[Start]

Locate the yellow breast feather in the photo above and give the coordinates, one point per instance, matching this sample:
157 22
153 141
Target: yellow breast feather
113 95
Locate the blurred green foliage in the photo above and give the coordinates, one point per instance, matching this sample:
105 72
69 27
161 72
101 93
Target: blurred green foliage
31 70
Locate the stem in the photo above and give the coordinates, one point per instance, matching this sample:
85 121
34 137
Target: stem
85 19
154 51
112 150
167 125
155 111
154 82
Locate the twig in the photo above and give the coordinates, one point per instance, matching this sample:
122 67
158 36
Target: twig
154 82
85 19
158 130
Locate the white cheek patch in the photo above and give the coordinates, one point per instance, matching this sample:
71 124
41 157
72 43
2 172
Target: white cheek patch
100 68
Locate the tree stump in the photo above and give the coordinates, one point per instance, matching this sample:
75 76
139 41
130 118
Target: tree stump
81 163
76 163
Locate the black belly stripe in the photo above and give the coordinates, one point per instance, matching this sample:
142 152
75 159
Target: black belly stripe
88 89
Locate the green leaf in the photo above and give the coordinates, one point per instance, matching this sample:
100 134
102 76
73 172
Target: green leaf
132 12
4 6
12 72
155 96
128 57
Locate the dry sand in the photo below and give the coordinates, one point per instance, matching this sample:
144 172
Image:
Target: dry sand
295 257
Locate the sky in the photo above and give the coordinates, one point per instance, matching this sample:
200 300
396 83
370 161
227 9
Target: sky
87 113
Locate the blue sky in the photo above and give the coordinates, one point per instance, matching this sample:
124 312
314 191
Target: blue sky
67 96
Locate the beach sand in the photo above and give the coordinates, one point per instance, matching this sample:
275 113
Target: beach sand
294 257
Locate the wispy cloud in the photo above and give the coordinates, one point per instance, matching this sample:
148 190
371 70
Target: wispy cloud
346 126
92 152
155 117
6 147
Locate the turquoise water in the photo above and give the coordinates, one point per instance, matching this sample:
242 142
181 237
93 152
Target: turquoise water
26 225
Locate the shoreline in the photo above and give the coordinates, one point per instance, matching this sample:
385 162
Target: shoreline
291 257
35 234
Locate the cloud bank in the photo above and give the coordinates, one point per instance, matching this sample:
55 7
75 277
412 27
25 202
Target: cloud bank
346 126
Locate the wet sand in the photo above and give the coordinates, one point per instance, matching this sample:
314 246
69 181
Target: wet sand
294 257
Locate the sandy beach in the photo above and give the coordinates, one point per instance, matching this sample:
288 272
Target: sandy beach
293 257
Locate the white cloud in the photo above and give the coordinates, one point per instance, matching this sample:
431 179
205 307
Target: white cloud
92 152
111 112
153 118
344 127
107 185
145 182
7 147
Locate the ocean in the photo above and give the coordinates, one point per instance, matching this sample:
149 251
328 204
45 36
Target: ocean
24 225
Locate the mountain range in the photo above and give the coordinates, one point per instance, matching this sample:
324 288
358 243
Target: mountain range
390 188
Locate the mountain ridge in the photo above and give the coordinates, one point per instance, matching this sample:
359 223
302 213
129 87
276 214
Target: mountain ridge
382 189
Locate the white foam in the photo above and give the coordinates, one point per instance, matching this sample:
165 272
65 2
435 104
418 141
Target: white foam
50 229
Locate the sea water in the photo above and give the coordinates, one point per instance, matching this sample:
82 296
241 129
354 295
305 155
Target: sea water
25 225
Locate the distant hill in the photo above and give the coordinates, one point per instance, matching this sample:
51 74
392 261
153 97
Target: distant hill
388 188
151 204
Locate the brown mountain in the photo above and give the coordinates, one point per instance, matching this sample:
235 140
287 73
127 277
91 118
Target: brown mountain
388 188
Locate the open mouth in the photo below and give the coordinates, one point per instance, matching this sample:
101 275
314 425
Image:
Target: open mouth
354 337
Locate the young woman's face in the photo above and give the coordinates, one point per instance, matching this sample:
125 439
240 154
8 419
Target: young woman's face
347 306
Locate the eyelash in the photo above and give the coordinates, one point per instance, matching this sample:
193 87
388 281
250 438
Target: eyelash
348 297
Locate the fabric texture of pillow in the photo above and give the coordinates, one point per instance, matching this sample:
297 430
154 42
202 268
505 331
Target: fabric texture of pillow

[End]
[Start]

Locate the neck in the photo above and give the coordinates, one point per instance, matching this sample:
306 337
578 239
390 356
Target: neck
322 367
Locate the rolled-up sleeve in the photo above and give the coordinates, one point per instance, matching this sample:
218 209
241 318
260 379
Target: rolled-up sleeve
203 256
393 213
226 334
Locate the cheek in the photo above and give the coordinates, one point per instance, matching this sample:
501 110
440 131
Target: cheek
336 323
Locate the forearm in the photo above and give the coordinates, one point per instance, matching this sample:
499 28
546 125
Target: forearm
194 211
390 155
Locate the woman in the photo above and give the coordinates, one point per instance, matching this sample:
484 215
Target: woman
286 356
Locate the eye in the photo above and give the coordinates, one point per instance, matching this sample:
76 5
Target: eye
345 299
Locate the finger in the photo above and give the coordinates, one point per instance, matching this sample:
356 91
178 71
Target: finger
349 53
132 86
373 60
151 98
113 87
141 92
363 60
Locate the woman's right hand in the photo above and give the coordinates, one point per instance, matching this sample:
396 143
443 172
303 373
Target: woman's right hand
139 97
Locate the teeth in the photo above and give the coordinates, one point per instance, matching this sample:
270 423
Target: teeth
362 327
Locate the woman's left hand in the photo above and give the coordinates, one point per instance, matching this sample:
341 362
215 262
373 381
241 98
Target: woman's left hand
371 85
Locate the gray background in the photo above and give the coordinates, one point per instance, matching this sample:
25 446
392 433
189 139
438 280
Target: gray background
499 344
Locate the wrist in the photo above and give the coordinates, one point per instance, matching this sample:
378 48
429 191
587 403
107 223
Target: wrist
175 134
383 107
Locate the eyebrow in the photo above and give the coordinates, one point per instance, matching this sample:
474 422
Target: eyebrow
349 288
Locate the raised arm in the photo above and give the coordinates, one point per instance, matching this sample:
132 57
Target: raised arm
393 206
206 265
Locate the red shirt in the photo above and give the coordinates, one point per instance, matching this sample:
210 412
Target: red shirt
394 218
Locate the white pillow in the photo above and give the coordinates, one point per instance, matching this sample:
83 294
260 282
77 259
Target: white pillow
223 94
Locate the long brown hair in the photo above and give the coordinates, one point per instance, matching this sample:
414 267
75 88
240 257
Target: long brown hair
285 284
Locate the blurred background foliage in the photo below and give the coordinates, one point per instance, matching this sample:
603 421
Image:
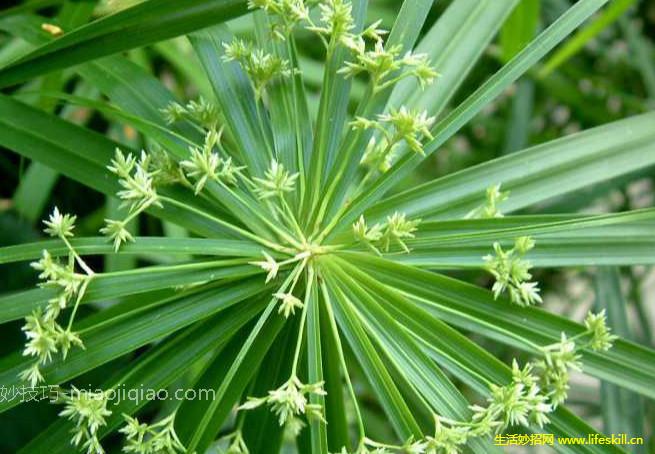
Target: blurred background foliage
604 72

[End]

▶ WHAT TO WORK ON: How many lines of the material contain the string "tree"? Case matters, and the reply should be the number alone.

▶ CORRECT RESPONSE: 2